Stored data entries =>
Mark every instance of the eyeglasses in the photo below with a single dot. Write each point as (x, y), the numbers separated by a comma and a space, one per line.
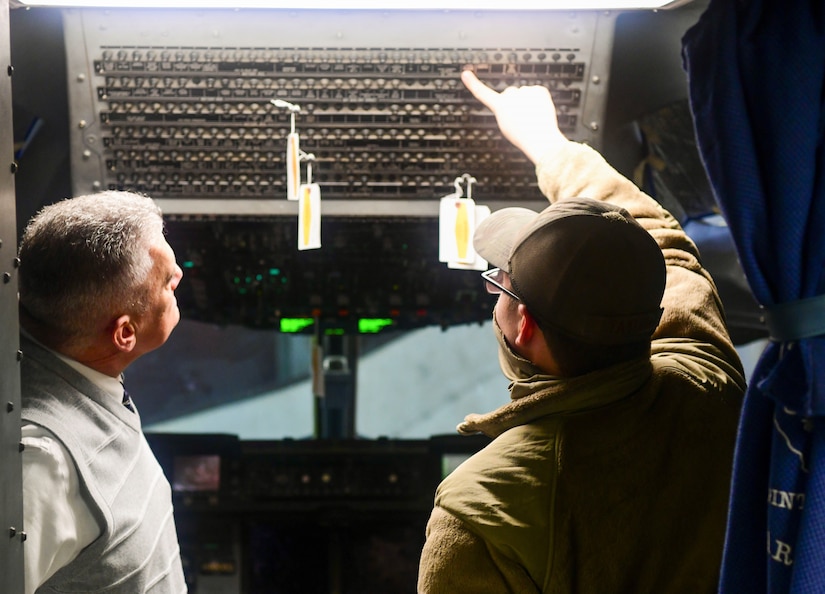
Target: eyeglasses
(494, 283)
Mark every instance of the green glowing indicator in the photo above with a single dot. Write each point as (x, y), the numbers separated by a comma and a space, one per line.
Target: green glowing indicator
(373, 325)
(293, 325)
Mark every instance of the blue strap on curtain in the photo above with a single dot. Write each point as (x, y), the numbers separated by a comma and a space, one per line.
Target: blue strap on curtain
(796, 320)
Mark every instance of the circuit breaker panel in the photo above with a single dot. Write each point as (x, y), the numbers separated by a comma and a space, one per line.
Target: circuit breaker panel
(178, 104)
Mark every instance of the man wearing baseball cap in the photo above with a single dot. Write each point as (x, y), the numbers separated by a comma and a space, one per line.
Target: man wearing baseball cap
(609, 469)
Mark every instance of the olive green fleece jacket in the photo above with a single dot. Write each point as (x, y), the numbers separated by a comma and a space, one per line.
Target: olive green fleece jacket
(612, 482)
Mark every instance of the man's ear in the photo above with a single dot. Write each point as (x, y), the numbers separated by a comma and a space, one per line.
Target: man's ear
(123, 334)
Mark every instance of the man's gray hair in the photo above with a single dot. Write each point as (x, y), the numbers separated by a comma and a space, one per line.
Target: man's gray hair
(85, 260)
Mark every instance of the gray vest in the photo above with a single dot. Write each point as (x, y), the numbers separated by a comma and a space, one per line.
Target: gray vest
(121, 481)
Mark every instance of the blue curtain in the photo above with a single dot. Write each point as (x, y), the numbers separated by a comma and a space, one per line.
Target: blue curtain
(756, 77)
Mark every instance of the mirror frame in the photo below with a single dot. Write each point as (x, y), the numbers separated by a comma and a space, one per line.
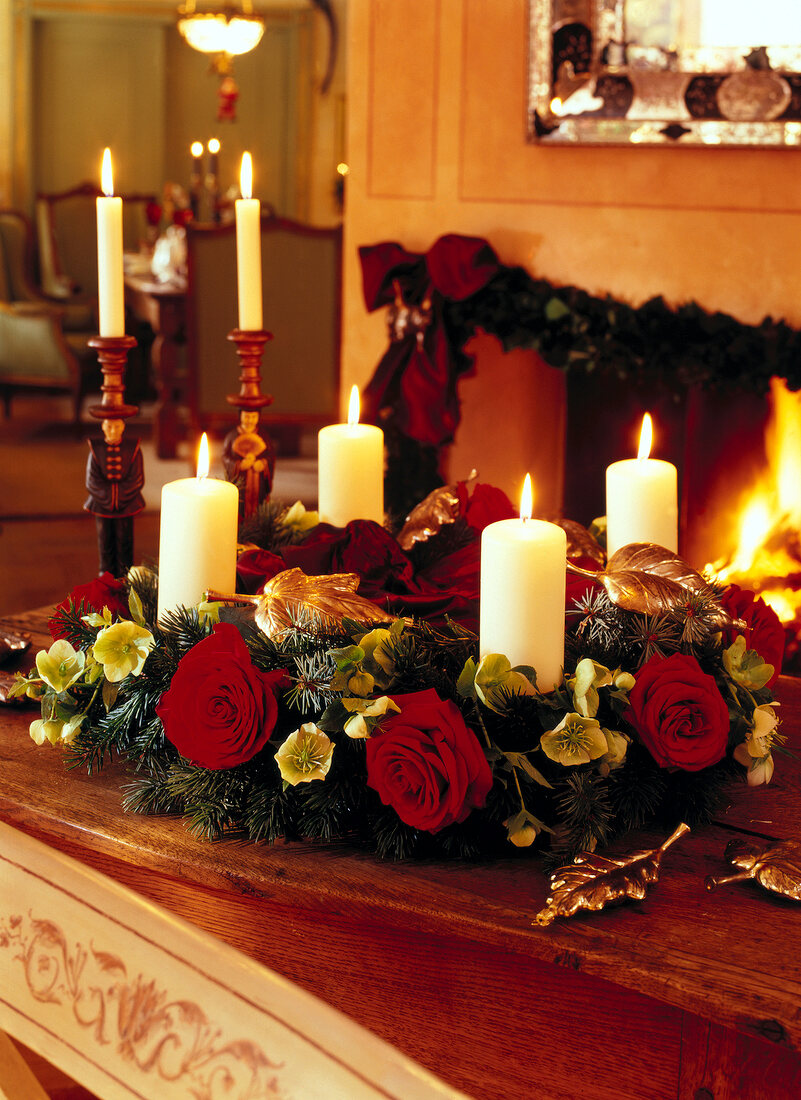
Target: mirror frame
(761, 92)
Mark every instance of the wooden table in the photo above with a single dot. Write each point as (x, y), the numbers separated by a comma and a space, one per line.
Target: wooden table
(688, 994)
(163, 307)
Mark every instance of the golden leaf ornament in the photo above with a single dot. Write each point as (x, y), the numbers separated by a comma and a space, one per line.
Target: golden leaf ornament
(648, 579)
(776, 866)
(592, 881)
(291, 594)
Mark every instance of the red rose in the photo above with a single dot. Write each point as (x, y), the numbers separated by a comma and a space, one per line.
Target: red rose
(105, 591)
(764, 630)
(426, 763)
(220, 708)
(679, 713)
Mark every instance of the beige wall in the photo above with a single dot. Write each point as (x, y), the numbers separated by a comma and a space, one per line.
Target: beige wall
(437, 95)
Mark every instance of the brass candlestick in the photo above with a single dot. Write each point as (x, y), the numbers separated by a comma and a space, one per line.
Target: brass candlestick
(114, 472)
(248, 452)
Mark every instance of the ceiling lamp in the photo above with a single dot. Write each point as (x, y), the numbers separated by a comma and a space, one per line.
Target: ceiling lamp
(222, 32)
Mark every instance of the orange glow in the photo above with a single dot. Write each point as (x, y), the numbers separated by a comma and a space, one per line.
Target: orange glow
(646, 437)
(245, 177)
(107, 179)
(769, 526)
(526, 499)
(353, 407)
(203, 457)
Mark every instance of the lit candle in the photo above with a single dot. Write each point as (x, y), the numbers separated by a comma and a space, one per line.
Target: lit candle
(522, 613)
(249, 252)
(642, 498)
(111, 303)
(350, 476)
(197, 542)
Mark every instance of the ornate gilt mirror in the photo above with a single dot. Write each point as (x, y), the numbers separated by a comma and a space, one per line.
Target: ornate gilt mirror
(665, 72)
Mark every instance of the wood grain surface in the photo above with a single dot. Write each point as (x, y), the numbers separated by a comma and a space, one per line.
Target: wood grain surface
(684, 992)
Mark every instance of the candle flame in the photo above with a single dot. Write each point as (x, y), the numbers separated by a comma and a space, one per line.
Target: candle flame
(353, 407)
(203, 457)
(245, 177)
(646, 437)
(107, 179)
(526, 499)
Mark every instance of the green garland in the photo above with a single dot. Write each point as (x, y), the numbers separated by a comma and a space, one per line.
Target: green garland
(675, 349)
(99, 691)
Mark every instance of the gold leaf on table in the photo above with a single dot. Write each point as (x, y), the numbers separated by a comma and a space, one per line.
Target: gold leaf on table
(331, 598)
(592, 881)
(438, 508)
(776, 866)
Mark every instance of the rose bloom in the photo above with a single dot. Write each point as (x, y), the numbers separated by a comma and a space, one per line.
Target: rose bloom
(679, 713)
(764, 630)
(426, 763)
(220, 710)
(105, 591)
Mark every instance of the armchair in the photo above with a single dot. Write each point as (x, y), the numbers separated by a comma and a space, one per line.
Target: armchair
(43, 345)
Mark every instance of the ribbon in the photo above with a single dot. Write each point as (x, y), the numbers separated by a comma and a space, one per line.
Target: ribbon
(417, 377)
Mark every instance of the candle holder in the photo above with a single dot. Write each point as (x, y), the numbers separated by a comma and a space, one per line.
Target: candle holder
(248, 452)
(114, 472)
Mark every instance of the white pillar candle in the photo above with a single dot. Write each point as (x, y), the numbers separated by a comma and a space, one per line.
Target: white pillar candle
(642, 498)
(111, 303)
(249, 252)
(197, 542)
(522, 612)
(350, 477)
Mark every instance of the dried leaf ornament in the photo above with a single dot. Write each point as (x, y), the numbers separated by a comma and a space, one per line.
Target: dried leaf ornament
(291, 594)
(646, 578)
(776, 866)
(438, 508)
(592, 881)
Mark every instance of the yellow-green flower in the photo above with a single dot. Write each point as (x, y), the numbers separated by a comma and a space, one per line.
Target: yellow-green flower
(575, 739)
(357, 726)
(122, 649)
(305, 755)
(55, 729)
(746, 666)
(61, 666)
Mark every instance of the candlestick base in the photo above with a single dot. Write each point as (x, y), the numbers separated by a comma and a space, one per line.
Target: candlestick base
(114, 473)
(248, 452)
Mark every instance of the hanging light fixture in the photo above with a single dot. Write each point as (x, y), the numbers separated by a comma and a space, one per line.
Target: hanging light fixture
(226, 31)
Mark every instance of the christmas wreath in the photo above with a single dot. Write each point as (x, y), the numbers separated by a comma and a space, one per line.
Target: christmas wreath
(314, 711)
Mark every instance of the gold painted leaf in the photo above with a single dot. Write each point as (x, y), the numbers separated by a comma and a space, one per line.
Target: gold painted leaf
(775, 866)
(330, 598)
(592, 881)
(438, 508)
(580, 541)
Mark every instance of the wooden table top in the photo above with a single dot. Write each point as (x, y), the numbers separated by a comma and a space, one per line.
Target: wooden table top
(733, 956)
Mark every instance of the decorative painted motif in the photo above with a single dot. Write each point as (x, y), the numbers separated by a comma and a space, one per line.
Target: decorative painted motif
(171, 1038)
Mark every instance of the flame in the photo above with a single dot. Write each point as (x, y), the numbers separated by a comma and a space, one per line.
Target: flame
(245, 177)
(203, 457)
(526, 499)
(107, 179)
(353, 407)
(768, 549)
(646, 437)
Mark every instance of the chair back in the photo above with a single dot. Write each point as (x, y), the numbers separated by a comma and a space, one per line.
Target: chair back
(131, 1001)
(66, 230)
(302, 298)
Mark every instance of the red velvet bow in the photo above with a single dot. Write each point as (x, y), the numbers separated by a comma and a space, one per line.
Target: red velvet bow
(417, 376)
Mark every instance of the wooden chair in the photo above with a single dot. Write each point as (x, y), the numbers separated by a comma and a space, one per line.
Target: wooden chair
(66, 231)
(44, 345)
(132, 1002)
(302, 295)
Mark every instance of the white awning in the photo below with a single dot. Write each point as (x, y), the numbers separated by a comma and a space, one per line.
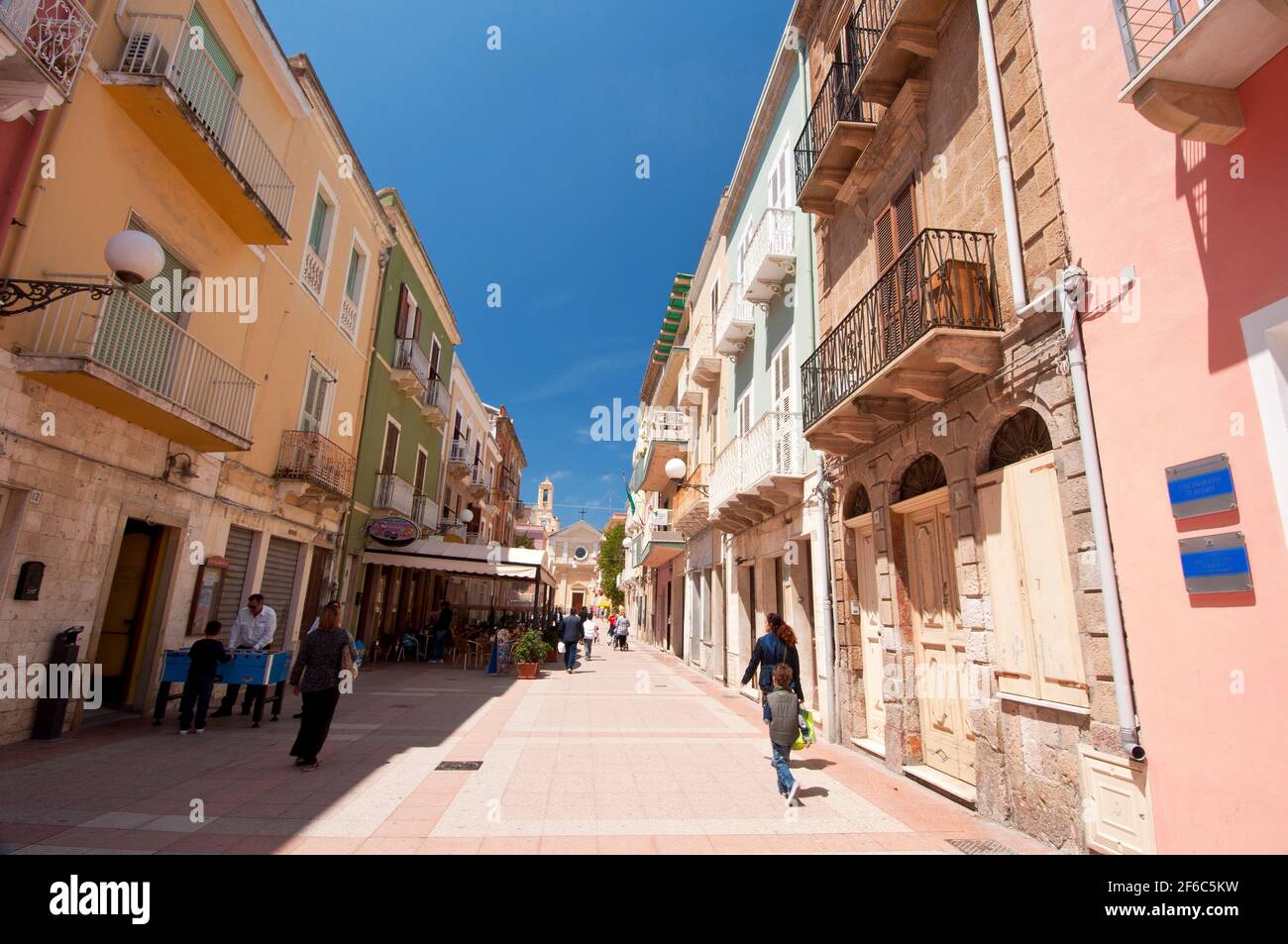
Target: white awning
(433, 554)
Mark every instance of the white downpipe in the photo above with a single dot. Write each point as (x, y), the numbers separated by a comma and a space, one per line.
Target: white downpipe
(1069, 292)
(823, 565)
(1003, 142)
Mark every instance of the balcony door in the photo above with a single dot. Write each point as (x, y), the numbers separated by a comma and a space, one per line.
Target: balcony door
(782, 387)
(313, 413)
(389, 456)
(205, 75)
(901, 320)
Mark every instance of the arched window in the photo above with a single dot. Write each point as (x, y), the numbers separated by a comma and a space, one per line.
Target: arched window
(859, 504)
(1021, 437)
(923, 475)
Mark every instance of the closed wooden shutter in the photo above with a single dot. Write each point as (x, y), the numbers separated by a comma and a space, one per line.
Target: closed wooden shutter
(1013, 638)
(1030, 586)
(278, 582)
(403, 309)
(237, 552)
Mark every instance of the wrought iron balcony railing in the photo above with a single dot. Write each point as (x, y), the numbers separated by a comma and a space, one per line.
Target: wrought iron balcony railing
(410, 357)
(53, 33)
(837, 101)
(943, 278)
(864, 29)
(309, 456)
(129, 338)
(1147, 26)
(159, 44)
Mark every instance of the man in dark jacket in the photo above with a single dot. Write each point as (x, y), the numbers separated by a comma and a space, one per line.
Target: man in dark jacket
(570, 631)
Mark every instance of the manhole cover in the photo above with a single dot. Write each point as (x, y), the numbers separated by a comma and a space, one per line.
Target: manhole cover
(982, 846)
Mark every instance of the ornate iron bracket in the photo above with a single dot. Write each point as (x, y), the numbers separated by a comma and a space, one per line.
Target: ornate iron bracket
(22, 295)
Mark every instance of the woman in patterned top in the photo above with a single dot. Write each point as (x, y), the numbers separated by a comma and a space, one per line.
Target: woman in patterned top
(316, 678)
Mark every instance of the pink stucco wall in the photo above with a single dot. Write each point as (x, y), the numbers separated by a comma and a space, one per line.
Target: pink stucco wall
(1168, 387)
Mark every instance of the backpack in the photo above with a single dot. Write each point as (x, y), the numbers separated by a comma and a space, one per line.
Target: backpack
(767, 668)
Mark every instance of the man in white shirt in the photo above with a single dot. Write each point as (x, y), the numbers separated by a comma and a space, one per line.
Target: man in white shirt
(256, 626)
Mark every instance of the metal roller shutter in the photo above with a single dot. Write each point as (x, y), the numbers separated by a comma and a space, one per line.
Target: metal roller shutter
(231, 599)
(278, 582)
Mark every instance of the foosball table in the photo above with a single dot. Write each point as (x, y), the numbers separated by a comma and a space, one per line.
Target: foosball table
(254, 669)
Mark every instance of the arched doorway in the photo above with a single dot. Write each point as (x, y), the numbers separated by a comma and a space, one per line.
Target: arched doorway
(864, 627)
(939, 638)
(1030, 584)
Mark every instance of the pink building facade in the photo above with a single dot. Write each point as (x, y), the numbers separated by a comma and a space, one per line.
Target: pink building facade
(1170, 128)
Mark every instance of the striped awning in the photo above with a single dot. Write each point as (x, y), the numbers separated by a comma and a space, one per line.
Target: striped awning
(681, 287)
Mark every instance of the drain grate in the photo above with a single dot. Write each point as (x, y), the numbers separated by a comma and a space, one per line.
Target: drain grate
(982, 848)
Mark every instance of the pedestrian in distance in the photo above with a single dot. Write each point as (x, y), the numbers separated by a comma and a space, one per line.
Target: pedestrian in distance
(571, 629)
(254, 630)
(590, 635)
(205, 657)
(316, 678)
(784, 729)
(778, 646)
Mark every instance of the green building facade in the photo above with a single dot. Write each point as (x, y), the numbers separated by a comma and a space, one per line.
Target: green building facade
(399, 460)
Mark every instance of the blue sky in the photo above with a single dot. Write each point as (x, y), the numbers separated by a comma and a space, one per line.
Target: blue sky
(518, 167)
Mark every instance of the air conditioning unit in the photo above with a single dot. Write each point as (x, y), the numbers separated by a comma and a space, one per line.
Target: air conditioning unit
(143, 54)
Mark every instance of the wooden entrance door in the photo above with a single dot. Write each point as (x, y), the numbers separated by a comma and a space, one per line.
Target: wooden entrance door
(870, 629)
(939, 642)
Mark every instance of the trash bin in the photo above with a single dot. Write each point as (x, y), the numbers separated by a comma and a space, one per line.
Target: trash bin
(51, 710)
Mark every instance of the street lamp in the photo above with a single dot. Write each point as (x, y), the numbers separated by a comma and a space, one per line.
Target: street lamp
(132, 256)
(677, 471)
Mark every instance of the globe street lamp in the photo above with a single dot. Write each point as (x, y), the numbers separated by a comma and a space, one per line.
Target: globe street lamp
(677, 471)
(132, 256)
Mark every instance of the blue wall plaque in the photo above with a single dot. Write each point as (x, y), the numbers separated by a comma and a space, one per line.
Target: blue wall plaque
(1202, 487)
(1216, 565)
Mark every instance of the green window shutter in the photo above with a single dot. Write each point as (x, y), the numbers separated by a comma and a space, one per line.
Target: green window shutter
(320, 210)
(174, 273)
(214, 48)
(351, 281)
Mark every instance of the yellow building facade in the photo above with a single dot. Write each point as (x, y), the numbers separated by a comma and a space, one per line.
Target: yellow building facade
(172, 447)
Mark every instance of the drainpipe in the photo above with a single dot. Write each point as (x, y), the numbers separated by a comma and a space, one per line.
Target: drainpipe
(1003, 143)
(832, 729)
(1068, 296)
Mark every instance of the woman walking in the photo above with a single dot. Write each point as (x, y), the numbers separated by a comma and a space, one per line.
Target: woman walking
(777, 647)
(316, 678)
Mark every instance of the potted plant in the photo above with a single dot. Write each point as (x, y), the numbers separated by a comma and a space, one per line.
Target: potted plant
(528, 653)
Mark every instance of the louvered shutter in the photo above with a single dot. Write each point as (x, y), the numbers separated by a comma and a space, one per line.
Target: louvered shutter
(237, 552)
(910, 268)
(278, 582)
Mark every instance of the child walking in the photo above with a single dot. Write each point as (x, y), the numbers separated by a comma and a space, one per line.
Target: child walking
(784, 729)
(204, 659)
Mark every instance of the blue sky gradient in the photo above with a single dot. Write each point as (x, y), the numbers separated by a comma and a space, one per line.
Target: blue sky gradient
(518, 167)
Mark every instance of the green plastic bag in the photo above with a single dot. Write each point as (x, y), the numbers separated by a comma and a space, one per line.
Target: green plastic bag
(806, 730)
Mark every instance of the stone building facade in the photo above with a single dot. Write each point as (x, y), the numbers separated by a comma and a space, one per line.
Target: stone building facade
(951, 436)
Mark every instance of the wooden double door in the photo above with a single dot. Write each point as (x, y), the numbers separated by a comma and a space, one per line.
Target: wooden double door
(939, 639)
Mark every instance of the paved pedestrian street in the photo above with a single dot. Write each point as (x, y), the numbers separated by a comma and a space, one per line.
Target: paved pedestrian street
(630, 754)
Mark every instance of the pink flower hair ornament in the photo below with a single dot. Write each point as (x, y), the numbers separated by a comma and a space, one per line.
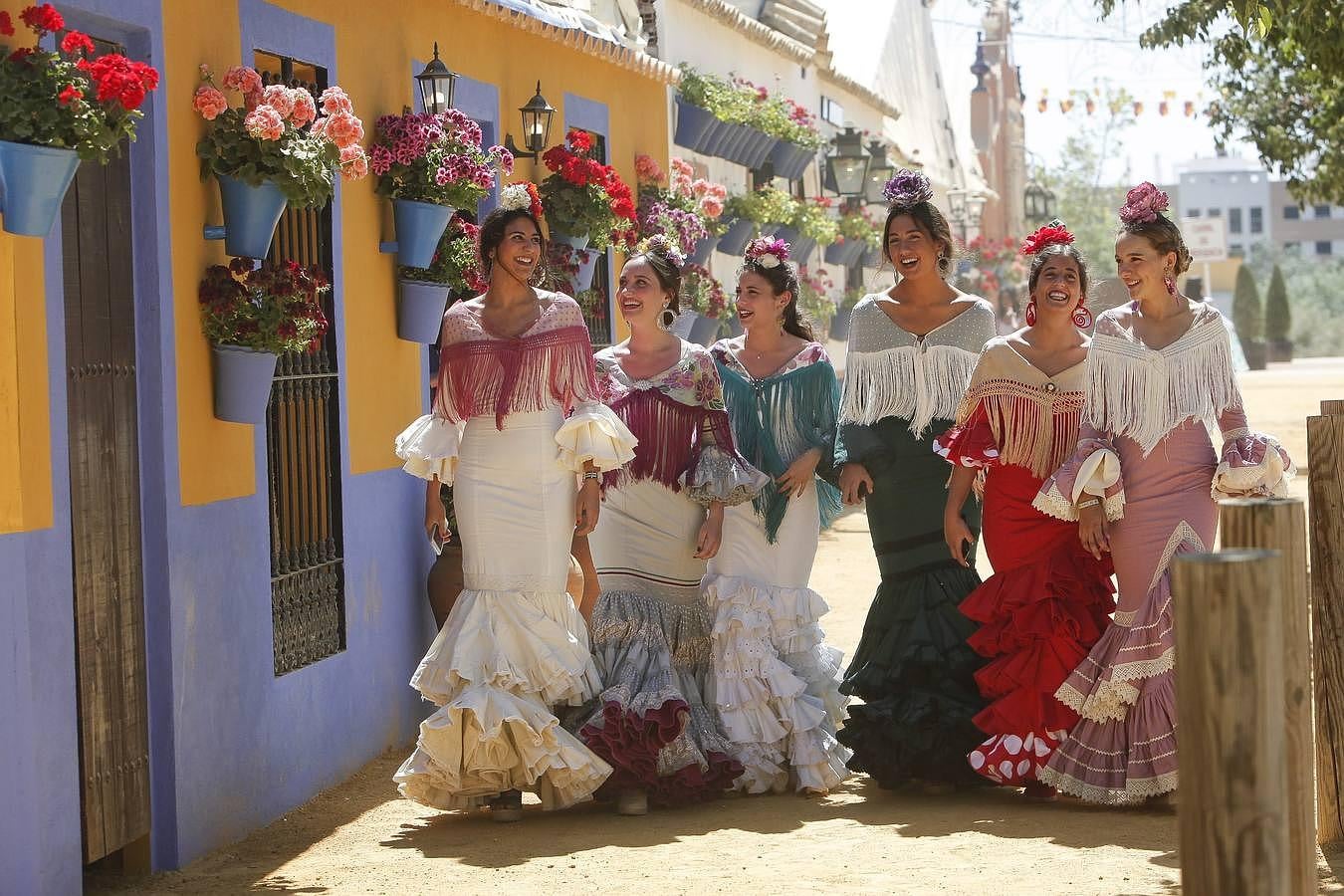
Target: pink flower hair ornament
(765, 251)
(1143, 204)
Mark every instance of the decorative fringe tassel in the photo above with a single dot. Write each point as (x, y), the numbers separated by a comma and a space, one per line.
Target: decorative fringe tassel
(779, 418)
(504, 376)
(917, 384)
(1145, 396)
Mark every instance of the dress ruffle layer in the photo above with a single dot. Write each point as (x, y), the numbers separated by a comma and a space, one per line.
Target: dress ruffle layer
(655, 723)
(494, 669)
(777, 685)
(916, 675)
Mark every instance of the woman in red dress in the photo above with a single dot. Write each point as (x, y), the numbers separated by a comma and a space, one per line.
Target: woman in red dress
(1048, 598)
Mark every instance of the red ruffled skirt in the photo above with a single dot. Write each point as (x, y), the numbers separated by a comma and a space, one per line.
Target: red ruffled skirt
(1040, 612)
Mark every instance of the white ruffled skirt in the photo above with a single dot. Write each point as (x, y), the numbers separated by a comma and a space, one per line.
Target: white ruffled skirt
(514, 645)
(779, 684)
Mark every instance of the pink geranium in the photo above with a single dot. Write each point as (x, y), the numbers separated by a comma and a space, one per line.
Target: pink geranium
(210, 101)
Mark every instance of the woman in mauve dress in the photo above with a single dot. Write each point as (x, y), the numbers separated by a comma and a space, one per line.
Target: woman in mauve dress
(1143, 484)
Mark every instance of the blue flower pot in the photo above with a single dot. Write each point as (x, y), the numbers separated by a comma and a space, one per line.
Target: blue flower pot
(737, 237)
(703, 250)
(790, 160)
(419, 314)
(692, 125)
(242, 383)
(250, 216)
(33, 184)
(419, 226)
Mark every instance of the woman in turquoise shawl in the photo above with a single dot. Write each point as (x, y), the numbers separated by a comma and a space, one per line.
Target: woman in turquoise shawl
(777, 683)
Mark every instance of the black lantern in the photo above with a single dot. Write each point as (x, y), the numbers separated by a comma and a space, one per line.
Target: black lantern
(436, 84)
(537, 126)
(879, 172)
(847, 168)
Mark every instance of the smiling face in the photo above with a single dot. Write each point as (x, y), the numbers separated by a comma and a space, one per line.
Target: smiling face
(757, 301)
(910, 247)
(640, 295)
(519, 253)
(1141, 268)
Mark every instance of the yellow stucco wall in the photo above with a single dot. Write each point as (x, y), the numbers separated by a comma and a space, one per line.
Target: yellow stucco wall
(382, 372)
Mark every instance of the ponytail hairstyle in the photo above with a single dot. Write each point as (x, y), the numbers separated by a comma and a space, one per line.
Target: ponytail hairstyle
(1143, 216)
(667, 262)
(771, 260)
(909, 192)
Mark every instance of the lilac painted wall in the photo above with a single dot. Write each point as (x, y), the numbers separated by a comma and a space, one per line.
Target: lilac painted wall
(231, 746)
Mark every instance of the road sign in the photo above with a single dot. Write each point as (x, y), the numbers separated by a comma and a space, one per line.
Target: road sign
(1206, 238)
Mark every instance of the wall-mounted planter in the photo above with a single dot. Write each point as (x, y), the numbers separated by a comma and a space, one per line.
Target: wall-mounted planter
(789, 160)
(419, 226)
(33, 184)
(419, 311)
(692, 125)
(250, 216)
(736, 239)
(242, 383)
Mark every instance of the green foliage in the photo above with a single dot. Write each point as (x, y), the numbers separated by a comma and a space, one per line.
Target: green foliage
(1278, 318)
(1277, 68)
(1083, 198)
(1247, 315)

REQUEST => Rewrite the rows starting at the line containing "Mark every instance of the woman in turquoise" and ending at the line containing "(1141, 268)" as a two-column CSV with the header text,answer. Give one CSV line per row, putting the row's wording under text and its answer under answer, with each field in double quotes and every line break replaced by a space.

ANSWER FOR THIS EXERCISE =>
text,answer
"Mark every instance of the woman in turquoise shawl in the photo above with a single dot. Write each point as (x, y), the numbers separated by a comma and a space, one per line. Target: woman in turquoise shawl","(777, 683)"
"Mark every instance of the black lantern in the photo above with a single dot. Write each point as (x, y), the numbers separated by a comma and a space, one per line. Target: black lantern","(436, 84) (537, 126) (879, 172) (847, 168)"
"Mark every instance of the smiling face in the photo above with a single dot. Write each point as (x, y), the numbers separated by a comma and a space, one per line. Target: smiling face","(757, 301) (910, 247) (640, 295) (519, 253) (1141, 268)"